§ **Your instructions**: How would this sentence from the introduction on tumor cells and MHC antigens read in Spanish: "It is now clear that the primary function of CTLs is to monitor cell surfaces for abnormal peptides presented by MHC class I antigens."?

*** Opening Reading passage ***

Published online by Cambridge University Press: 11 September 2009
Introduction
Even before 1975, when the role of the MHC antigens as a ‘guidance mechanism’ for the immune system was discovered (Zinkernagel & Doherty, 1975), it was known that some tumour cells expressed abnormally low levels of MHC antigens and/or β2-m (Nilsson, Evsin & Welsh, 1974). In addition, there was ample experimental evidence that tumour cells could be ‘recognized’ and eliminated by the immune system, although early work had failed to take into account allogeneic recognition of transplantation antigens (Foley, 1953). By the 1950s it had been clearly shown that chemically induced, radiation-induced and spontaneously occurring tumours could express tumour antigens that could initiate and lead to ‘tumour rejection’, namely the tumour-associated transplantation antigens, TATAs (Gross, 1943). It was only in the late 1970s or early 1980s that these two strands of research could be put together and they have subsequently led to important advances in the clinical treatment of cancer.
These advances are related to the great insight of Paul Ehrlich, who postulated that the immune system acted as a surveillance system to detect changes within the body caused either by normal pathological events or by invading organisms (Ehrlich, 1909). It is now clear that the primary function of CTLs is to monitor cell surfaces for abnormal peptides presented by MHC class I antigens. T cells reactive to normal self peptides will have been made tolerant either by clonal deletion or clonal anergy.

*** Closing Reading passage ***
*** Opening Record excerpts ***

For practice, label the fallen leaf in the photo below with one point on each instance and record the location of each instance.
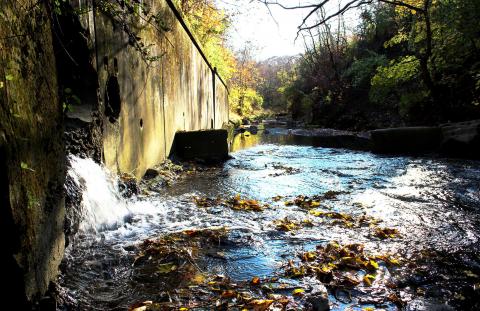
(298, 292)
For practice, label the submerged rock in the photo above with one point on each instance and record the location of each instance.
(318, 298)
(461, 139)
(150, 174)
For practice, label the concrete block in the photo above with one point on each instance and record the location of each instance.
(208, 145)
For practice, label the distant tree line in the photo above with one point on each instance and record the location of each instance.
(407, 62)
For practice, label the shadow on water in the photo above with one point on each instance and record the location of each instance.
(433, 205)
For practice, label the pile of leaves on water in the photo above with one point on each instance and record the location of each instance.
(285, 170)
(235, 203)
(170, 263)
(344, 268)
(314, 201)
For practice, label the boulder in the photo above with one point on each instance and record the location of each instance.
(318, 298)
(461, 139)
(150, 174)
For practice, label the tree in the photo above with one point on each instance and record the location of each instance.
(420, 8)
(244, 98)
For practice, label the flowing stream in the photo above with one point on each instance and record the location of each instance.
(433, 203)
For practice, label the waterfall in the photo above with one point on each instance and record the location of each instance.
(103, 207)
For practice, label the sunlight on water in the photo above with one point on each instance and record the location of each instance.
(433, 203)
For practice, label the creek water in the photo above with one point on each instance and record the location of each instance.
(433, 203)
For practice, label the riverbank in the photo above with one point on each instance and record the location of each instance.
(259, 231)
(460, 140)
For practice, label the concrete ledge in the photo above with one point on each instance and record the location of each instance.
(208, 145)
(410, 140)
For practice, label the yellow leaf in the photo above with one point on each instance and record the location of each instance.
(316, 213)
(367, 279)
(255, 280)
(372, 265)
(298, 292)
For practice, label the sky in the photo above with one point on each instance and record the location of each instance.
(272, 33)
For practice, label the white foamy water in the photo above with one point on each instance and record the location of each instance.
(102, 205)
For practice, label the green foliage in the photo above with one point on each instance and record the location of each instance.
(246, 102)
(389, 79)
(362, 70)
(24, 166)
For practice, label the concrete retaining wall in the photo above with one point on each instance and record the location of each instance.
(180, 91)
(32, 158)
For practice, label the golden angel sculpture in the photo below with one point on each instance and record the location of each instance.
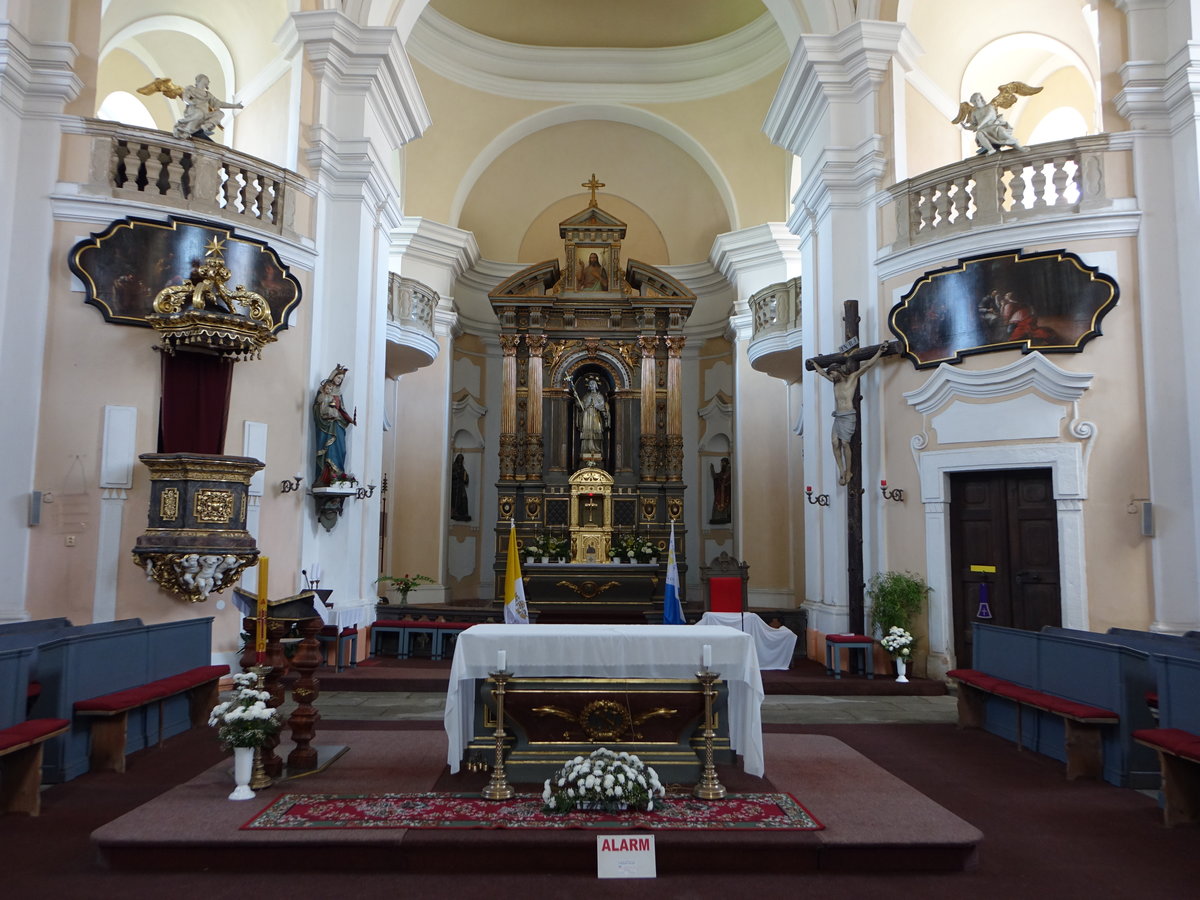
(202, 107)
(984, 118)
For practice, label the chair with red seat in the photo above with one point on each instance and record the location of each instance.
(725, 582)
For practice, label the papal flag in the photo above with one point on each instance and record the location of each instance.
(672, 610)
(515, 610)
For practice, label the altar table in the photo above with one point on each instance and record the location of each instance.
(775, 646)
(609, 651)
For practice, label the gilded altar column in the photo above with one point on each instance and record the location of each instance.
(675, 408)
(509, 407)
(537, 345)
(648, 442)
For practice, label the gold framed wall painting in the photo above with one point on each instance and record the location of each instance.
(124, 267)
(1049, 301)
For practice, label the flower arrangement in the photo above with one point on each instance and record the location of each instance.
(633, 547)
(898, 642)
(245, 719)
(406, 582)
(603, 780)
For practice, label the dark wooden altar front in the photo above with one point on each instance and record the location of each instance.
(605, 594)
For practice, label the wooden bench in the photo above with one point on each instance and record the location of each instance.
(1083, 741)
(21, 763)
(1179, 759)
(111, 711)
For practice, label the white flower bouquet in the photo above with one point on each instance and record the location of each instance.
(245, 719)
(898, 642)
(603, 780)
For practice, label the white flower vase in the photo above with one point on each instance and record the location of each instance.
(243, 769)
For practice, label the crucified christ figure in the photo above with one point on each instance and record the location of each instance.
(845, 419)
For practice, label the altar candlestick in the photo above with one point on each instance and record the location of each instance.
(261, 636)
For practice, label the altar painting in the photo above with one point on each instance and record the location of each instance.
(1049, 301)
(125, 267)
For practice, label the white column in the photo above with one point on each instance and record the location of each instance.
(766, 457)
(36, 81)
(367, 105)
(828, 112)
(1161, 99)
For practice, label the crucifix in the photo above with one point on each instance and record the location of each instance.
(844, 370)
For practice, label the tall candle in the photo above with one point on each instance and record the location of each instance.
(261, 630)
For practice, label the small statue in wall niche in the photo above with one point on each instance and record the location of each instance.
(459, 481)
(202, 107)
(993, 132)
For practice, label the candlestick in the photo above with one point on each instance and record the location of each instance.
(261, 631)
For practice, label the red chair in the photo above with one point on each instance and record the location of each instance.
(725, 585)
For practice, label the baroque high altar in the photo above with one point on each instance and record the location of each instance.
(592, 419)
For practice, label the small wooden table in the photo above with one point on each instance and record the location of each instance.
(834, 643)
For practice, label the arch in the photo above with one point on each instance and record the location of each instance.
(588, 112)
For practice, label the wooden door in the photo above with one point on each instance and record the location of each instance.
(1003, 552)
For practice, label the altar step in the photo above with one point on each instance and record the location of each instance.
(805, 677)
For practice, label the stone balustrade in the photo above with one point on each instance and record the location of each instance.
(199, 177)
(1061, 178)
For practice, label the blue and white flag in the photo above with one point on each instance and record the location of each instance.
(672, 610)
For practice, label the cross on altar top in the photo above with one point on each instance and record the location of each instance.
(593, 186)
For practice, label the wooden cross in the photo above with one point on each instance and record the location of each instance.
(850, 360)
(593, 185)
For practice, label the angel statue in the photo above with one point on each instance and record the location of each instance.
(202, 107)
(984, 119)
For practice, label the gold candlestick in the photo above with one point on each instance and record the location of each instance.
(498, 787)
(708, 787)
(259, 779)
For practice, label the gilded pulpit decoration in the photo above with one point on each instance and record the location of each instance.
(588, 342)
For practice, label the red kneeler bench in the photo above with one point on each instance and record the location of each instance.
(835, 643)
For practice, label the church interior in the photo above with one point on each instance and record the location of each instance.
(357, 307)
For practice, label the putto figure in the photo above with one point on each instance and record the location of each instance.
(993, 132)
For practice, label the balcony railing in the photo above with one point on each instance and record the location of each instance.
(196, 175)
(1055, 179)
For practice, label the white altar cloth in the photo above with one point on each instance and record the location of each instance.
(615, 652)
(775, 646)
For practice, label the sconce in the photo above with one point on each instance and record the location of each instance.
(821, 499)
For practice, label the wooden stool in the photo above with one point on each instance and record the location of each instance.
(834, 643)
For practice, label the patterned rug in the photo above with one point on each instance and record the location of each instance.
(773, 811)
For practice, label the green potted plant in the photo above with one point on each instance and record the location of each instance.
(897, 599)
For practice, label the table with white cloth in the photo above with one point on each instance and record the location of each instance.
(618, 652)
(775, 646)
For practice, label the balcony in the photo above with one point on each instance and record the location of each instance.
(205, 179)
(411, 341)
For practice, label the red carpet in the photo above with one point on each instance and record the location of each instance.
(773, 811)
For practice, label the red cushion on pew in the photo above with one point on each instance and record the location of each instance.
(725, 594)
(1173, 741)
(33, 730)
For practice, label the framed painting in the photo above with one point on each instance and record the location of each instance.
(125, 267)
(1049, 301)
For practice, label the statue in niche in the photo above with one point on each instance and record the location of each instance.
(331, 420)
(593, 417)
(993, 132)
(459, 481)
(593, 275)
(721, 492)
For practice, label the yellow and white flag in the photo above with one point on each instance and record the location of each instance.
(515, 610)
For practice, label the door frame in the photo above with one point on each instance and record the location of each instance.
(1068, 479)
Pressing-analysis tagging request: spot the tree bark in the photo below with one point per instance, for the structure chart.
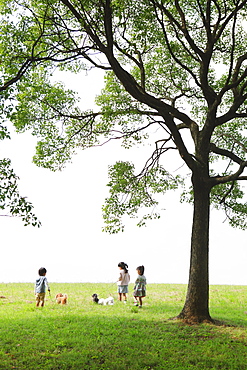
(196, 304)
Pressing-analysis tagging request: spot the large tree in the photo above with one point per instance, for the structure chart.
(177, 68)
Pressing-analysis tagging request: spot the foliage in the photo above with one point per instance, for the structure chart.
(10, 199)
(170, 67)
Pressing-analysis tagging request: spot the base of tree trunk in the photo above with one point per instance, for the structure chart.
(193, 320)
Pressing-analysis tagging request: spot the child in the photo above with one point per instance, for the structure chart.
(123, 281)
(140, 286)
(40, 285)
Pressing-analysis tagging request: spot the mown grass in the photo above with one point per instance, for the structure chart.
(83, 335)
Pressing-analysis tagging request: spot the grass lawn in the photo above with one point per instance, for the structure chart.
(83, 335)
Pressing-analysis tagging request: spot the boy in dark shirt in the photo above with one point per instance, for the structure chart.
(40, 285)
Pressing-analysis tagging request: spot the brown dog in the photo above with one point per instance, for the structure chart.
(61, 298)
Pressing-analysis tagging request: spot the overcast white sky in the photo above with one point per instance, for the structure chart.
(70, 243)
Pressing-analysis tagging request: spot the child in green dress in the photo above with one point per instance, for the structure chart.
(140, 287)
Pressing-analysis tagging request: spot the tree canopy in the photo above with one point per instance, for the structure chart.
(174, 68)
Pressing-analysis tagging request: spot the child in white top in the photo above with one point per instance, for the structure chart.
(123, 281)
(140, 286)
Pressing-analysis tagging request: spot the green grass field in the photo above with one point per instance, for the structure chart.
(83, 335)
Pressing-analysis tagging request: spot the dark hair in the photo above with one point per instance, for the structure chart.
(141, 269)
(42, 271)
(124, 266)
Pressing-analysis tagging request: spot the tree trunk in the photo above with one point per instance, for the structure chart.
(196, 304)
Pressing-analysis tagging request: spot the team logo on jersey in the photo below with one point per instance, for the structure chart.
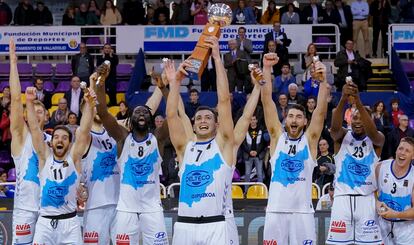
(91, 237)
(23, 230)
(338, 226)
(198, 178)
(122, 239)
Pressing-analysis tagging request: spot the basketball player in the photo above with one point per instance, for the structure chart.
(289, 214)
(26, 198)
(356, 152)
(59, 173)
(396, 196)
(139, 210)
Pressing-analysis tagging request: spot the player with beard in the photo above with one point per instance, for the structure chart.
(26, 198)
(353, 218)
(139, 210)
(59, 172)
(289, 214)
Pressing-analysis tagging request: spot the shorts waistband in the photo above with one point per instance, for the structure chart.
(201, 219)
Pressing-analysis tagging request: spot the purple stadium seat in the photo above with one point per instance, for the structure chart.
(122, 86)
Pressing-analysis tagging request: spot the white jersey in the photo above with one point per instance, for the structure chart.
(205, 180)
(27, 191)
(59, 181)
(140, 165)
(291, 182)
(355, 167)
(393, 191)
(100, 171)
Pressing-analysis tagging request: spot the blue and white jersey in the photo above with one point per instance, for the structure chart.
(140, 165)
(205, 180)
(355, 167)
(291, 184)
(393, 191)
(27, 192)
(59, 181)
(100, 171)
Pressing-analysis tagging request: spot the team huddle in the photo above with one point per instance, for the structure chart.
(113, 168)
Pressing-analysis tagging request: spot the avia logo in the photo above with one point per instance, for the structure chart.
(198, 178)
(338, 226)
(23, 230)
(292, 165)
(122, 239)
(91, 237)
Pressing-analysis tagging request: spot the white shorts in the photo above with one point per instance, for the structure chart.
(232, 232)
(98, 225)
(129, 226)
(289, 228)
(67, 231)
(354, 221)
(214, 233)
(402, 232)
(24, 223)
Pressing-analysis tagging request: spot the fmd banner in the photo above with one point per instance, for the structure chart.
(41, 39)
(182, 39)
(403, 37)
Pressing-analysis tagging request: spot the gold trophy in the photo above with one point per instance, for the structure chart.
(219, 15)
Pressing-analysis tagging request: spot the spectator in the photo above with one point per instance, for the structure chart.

*** Closing Record excerpts ***

§ **Exercise solution**: Ahora está claro que la función principal de los CTL es vigilar las superficies celulares en busca de péptidos anómalos presentados por los antígenos MHC de clase I.